[Material to process start]

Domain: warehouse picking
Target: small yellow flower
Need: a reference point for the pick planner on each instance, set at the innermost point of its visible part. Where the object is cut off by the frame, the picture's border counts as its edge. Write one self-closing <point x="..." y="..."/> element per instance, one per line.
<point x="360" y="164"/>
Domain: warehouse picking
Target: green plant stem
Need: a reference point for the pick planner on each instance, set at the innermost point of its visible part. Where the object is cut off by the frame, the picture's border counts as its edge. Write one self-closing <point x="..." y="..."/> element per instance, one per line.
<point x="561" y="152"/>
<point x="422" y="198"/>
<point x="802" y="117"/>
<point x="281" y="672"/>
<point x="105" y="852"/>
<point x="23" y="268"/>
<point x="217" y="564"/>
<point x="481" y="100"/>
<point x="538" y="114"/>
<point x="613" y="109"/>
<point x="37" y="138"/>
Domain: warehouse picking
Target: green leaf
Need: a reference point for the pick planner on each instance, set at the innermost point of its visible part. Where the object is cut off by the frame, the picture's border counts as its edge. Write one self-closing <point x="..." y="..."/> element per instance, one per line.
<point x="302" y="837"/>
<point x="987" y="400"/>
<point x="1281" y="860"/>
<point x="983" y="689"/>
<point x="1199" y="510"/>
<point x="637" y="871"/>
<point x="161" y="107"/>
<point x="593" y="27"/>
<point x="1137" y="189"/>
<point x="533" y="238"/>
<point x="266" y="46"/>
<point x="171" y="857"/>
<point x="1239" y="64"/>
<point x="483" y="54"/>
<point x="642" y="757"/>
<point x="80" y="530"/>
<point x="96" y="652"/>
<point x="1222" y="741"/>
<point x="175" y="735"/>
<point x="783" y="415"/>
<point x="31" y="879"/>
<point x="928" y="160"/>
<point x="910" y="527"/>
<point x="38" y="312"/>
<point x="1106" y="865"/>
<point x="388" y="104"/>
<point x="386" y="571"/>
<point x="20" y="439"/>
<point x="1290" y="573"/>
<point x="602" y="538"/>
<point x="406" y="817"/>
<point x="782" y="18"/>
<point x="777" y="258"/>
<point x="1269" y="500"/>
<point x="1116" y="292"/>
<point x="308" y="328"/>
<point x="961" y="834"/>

[Material to process end]

## Objective
Render the lines above as a Markdown table with the columns "Number" and "Line", numbering the rows in order and omitting any blank lines.

## The answer
| Number | Line |
|---|---|
| 1 | Domain: warehouse picking |
| 2 | Target: small yellow flower |
| 3 | Need: a reference point for the pick planner on each instance, set at the innermost point of its visible part. Where the object is cut off by the frame, the picture's border counts as its edge. Write one self-closing <point x="..." y="..."/> element per instance, one per line. |
| 4 | <point x="360" y="164"/> |
| 5 | Domain: warehouse picking |
| 6 | Target: green plant stem |
| 7 | Need: a reference point for the pick planner on each instance, set at the innermost point of its visible part. Where the object is cut off by the frame, the picture's border counts as its edge. Write one self-closing <point x="..." y="..."/> element per instance, one per line. |
| 8 | <point x="561" y="152"/> |
| 9 | <point x="422" y="198"/> |
| 10 | <point x="802" y="117"/> |
| 11 | <point x="281" y="672"/> |
| 12 | <point x="105" y="852"/> |
| 13 | <point x="23" y="268"/> |
| 14 | <point x="217" y="564"/> |
| 15 | <point x="481" y="100"/> |
| 16 | <point x="538" y="114"/> |
| 17 | <point x="613" y="109"/> |
| 18 | <point x="37" y="138"/> |
| 19 | Domain: warehouse picking |
| 20 | Target: green leaf |
| 21 | Need: a reference point for the pick planner on each instance, set at the innermost point of its visible part. Where the object is cut off by the frame, the picture's border counts as its edge. Write one self-closing <point x="..." y="..."/> element per instance, one per line. |
| 22 | <point x="302" y="837"/> |
| 23 | <point x="987" y="400"/> |
| 24 | <point x="1281" y="860"/> |
| 25 | <point x="983" y="689"/> |
| 26 | <point x="1199" y="510"/> |
| 27 | <point x="637" y="871"/> |
| 28 | <point x="161" y="107"/> |
| 29 | <point x="593" y="27"/> |
| 30 | <point x="1137" y="189"/> |
| 31 | <point x="533" y="238"/> |
| 32 | <point x="266" y="46"/> |
| 33 | <point x="171" y="857"/> |
| 34 | <point x="1239" y="64"/> |
| 35 | <point x="483" y="54"/> |
| 36 | <point x="642" y="757"/> |
| 37 | <point x="80" y="530"/> |
| 38 | <point x="96" y="652"/> |
| 39 | <point x="1222" y="741"/> |
| 40 | <point x="175" y="735"/> |
| 41 | <point x="783" y="415"/> |
| 42 | <point x="31" y="879"/> |
| 43 | <point x="928" y="160"/> |
| 44 | <point x="910" y="527"/> |
| 45 | <point x="38" y="312"/> |
| 46 | <point x="1106" y="865"/> |
| 47 | <point x="388" y="104"/> |
| 48 | <point x="386" y="571"/> |
| 49 | <point x="20" y="439"/> |
| 50 | <point x="1290" y="573"/> |
| 51 | <point x="602" y="538"/> |
| 52 | <point x="406" y="817"/> |
| 53 | <point x="782" y="18"/> |
| 54 | <point x="777" y="258"/> |
| 55 | <point x="1269" y="500"/> |
| 56 | <point x="1116" y="292"/> |
| 57 | <point x="308" y="328"/> |
| 58 | <point x="961" y="834"/> |